Source data =

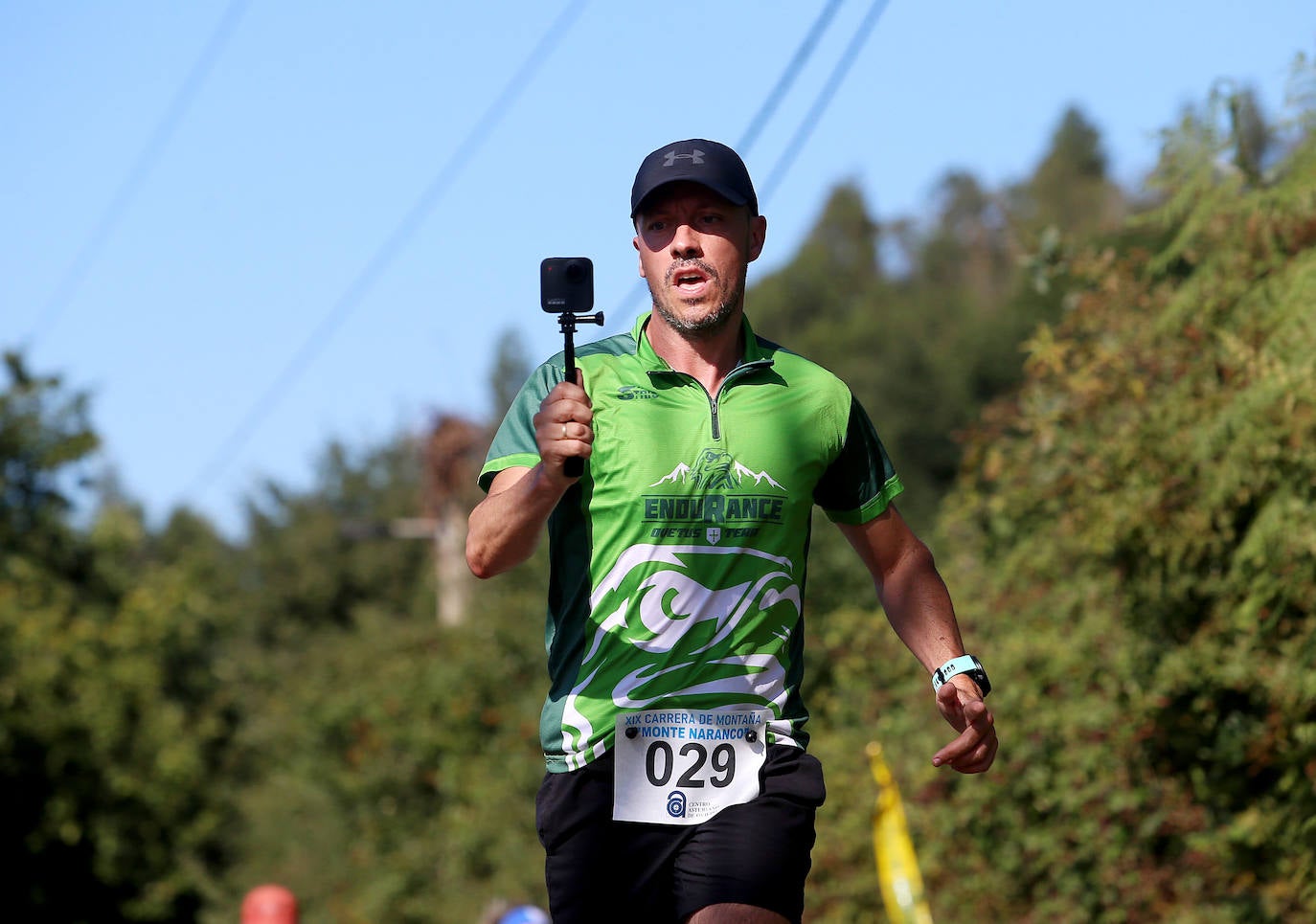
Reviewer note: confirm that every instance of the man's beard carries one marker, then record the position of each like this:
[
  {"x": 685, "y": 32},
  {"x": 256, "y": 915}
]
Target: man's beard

Problem to work on = If a line in the records above contains the string "beard", copy that line out.

Your solution =
Reviewer note: confirm that every instance of the man's beard carries one marker, then record the position of each like this:
Target: man's beard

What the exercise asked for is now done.